» **What you are asked to do**
Convert every line in all of the rows below into a single JSON list of strings, with one string per line and blank lines left out.

» **Entries shown**
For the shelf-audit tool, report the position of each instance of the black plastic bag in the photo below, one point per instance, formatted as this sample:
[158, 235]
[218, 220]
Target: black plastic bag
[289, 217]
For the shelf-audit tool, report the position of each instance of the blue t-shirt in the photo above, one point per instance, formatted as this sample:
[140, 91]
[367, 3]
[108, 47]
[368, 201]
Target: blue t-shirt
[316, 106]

» **Result of the task**
[
  "For the shelf-audit tool, report the position of each instance of the black plastic bag in the photo below, one point per instance, formatted as this sample:",
  "[158, 235]",
  "[218, 220]",
  "Target: black plastic bag",
  "[289, 217]",
  "For the shelf-audit tool, report the position of each instance of the blue t-shirt in the photo above, one point per instance, formatted as this sample:",
  "[140, 91]",
  "[367, 3]",
  "[108, 47]",
  "[368, 201]",
  "Target: blue t-shirt",
  "[316, 106]"
]